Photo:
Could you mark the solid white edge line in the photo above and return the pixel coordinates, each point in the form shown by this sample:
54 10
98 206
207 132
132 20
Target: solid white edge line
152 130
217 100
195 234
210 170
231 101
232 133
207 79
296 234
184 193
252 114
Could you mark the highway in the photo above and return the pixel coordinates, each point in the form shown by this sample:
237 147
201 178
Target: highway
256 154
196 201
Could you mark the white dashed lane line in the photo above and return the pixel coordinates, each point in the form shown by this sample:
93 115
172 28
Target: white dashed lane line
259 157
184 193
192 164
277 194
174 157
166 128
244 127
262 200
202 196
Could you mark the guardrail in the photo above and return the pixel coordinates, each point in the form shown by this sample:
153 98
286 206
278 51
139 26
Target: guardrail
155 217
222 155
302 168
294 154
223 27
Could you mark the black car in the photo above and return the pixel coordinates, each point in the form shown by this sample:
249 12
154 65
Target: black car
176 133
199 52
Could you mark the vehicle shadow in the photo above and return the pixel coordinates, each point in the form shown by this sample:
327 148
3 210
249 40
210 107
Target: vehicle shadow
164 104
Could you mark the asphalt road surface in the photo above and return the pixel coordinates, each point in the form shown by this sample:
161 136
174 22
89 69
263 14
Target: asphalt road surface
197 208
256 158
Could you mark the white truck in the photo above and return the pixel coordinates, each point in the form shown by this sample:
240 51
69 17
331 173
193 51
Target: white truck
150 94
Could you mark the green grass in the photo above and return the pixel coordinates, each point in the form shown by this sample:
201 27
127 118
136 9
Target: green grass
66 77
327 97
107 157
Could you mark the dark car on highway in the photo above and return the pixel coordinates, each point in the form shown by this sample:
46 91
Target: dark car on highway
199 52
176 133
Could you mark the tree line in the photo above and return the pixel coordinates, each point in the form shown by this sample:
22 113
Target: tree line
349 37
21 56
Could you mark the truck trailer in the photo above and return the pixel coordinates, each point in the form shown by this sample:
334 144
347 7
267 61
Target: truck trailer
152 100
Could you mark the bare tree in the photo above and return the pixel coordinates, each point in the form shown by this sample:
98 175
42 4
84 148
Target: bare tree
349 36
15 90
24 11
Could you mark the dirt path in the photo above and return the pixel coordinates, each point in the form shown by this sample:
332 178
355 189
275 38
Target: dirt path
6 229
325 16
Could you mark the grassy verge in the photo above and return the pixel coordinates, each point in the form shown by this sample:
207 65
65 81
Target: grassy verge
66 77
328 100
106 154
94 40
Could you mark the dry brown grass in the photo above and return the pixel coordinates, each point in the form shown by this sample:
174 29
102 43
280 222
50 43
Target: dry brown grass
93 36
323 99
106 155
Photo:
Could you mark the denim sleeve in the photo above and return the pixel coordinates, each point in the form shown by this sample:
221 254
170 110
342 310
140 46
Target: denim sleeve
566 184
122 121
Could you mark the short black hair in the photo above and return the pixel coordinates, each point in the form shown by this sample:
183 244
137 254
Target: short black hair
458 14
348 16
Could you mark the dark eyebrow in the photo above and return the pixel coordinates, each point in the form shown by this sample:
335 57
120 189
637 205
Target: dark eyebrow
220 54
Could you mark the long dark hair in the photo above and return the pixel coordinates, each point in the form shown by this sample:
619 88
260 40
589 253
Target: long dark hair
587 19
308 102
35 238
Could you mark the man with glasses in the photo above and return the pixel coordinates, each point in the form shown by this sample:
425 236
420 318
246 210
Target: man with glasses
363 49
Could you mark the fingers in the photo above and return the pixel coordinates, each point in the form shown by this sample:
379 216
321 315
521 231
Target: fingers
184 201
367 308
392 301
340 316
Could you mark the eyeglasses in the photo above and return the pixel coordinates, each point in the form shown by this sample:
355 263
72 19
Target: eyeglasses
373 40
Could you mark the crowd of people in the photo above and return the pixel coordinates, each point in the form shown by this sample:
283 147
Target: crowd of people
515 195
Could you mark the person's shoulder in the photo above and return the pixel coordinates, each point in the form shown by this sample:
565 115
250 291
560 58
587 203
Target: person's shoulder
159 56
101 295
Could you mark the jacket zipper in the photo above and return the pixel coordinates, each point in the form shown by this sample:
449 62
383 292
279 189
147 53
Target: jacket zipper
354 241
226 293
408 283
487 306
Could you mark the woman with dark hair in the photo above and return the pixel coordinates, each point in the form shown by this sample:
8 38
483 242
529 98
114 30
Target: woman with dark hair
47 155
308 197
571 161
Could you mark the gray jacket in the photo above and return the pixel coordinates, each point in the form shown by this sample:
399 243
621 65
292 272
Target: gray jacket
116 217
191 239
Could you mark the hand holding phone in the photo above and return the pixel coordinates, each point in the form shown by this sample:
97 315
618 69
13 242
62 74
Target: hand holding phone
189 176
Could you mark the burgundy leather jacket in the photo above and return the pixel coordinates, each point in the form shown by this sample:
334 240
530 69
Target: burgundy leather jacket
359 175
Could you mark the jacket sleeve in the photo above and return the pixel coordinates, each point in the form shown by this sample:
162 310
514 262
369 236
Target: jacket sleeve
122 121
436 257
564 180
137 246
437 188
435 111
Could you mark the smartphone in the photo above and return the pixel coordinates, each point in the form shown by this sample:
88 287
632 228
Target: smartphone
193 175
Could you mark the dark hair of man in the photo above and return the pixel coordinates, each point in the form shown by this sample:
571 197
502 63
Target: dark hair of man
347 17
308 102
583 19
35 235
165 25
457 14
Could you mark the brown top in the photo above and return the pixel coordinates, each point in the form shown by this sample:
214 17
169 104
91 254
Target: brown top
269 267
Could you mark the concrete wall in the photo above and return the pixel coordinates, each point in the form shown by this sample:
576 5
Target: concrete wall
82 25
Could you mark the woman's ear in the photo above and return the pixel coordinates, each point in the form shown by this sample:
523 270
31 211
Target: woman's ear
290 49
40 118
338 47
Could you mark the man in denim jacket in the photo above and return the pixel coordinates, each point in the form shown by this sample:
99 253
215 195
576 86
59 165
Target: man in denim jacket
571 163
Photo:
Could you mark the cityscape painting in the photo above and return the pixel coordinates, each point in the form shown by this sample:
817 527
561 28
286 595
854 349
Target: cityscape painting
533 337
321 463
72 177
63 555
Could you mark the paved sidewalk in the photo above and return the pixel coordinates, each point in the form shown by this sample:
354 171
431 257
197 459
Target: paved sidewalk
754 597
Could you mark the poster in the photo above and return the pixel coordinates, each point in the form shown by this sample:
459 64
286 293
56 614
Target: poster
▬▬▬▬▬▬
• [Directions for this task]: Please output every record, keeping each line exact.

• [Exercise response]:
Photo:
Could you mark the solid white edge line in the photo above and return the pixel coordinates, each point in the form shown by this sample:
54 10
98 206
207 132
132 20
Target: solid white edge line
152 130
217 100
195 234
210 170
231 101
232 133
207 79
296 234
184 193
252 114
Could you mark the highway in the photo above and return the pixel coordinates, each point in the form shown by this sample:
237 147
201 178
Target: highway
256 154
196 201
Could you mark the white dashed lane line in the photo above and return the pixel coordinates, each point in the form shown by this sample:
93 115
172 28
Target: white dashed lane line
259 157
184 193
192 164
277 194
174 157
166 128
244 127
262 200
202 196
Could you mark the guardrail in the photo above and return the pixel coordinates, each point in the form shown by this sample:
153 98
286 206
278 51
139 26
Target: guardrail
155 217
222 155
302 168
294 154
223 27
Could you mark the black car in the photo above and return the pixel coordinates, each point in the form shown by this sample:
249 12
154 65
Target: black car
176 133
199 52
Could you mark the vehicle shadow in the photo above and return the pixel coordinates, each point in the form shown by this sample:
327 148
3 210
249 40
210 107
Target: vehicle shadow
164 104
Could you mark the asphalt road surface in the photo above and return the pixel coordinates, each point in the form shown by this sample:
161 136
174 22
89 69
263 14
Target: asphalt road surface
197 208
256 158
Could you mark the white truck in the photo above and return the pixel coordinates, each point in the form shown by this sample:
240 51
69 17
331 173
193 51
Target: white truck
150 94
Could you mark the green grass in the photo above and return the pixel coordinates, each point in the form shown by this sample:
201 27
127 118
136 9
Target: green grass
66 77
327 97
107 157
Could you mark the dark car on highway in the photo above and return the pixel coordinates, each point in the form shown by this sample:
46 91
Target: dark car on highway
199 52
176 133
Could you mark the tree line in the photo above and return the pixel coordinates, each point in the form shown by this sample:
22 113
Target: tree line
349 37
21 56
Could you mark the truck trailer in the photo above and return the pixel coordinates, each point in the form shown by this sample:
334 144
347 7
267 61
Target: truck trailer
152 100
Could you mark the bare tree in the photo above and return the pixel coordinates, each point in the form shown by this sample:
98 175
42 4
84 148
Target: bare tree
349 36
15 90
24 11
Could you mark the dirt path in the photo above and return the pixel coordinates, each point in the form shown by this sample:
332 178
355 189
275 38
Target: dirt path
6 229
325 16
Could you mark the grassy verge in the photo above and return the pixel coordinates, each point in the form shown by this sample:
207 65
65 81
Target: grassy verge
66 77
328 100
106 154
94 40
Could you mark the dry brown grass in the photo above and return the pixel coordinates, each point in the form shown by this sample:
174 29
102 43
280 222
50 43
Target: dry brown grass
93 36
323 99
106 155
Photo:
Could you mark the denim sleeve in the photo above and return the pixel coordinates, each point in the form shown by this sample:
221 254
170 110
342 310
140 46
Target: denim sleeve
566 184
122 121
Could you mark the short black hair in the photo above and return the pixel coordinates, each point in the form shown by this sample:
183 244
137 254
Target: short black hair
458 14
348 16
Could you mark the dark eyebrow in the photo above and return the pixel coordinates, each point in the form shown by this sample:
335 57
120 189
637 205
Target: dark eyebrow
220 54
Could you mark the long dark hair in the photo above and return the pixel coordinates, each point in the form shown by this sample:
619 88
260 40
589 253
Target: long dark hair
587 19
308 102
35 238
Could you mark the man with glasses in the photo above and return the pixel coordinates, each point in the form shown by this sample:
425 236
420 318
246 210
Target: man with glasses
363 49
Could you mark the fingers in the photo above and return the pixel coordinates, each point in the form shown by this sample:
379 216
321 315
521 231
Target: fingers
184 201
367 308
392 301
340 316
Could you mark the eyeglasses in the photo above and return the pixel coordinates, each point in the form shown by this sample:
355 263
72 19
Target: eyeglasses
373 40
Could you mark the crowd of people in the photo above and return the pixel coordinates, each point in the form shown by this sample:
283 147
Target: crowd of people
515 195
Could you mark the person's shoulder in the photo above and return the pixel coordinates, each point in the form shown by this sample:
565 115
250 291
560 58
587 203
Target: person's shoulder
159 56
101 295
Could you mark the jacket zipper in the photo above and return the pixel coordinates, each point in the form shown by this sample:
449 62
383 292
279 189
147 53
Target: jacket zipper
354 241
226 293
408 283
487 306
Could you mark the woman with dark hair in the photo above and return the pixel coordinates, each point in the form shown by this sample:
8 38
483 242
529 98
114 30
Target: woman with dark hair
47 155
308 197
571 161
Could you mark the gray jacket in the photo above and return the pixel coordinates, each point in the form shown by this sample:
399 243
621 65
292 272
Target: gray jacket
116 217
191 239
Could you mark the hand holding phone in the photo above and return the pixel coordinates, each point in the form shown by this sample:
97 315
618 69
13 242
62 74
Target: hand holding phone
189 176
Could you mark the burgundy leather jacket in the photo above and return the pixel coordinates, each point in the form shown by this sample:
334 240
530 69
Target: burgundy leather jacket
359 175
Could you mark the jacket sleeve in the photo above and return the pixel coordinates, each point in the form shown by this sample:
162 310
514 262
369 236
Target: jacket sleeve
122 121
436 257
564 180
137 246
437 188
435 111
Could you mark the smartphone in the photo above and return the pixel coordinates, each point in the form shown by this sample:
88 287
632 228
Target: smartphone
193 175
Could you mark the dark hair of man in the photo above and return the pixel coordinates, each point in the form shown by this sample:
571 197
502 63
Target: dark hair of man
347 17
308 102
583 19
35 235
165 25
457 14
Could you mark the brown top in the photo above and return the pixel coordinates, each point in the form shown by this sample:
214 17
169 104
91 254
Target: brown top
269 267
Could you mark the concrete wall in the photo above and return the pixel coordinates, each point in the form shown by this sample:
576 5
Target: concrete wall
82 25
Could you mark the woman's ear in the photo above and return the pixel coordinates, each point in the form shown by this sample:
523 270
31 211
Target: woman's ear
290 49
40 118
338 47
Could you mark the man in denim jacket in the photo above and return the pixel coordinates, each point in the form shown by this sample:
99 253
215 195
576 86
59 165
Target: man in denim jacket
571 163
Photo:
Could you mark the cityscape painting in the photo above and return the pixel coordinates, each point in the form shown by this sample:
817 527
561 28
286 595
854 349
Target: cityscape painting
533 337
321 463
72 177
63 555
Could you mark the paved sidewalk in the photo above and return the pixel coordinates, each point in the form shown by this sample:
354 171
431 257
197 459
Target: paved sidewalk
754 597
Could you mark the poster in the photo above and return the pixel coordinates, each point in the form shown by this sample:
459 64
286 293
56 614
Target: poster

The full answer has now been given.